→ WORK INSTRUCTION
Bring together all lines of the material below that contain the string "cardboard".

→ RECORDS PROVIDED
○ ○ ○ ○ ○ ○ ○
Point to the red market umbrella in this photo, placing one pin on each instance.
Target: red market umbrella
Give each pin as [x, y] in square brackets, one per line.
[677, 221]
○ ○ ○ ○ ○ ○ ○
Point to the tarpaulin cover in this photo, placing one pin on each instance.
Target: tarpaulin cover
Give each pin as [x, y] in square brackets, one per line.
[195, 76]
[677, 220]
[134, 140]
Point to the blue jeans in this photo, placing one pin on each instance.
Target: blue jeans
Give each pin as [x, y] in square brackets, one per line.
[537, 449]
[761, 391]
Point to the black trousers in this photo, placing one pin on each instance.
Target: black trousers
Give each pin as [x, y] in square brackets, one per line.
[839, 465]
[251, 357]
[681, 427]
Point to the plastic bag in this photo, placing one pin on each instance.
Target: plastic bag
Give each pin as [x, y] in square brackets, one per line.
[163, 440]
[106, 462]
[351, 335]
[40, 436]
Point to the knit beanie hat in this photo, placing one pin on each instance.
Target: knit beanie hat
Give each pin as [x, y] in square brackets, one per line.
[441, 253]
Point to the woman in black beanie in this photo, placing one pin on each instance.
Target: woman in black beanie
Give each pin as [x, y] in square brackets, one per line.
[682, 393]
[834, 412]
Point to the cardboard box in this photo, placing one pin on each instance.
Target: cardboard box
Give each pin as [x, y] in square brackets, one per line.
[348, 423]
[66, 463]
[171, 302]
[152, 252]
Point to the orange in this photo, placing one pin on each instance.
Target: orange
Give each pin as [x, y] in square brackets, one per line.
○ ○ ○ ○ ○ ○ ○
→ YOUR SOLUTION
Point to the cardboard box in this photo, placing one pin on each instance.
Target: cardboard box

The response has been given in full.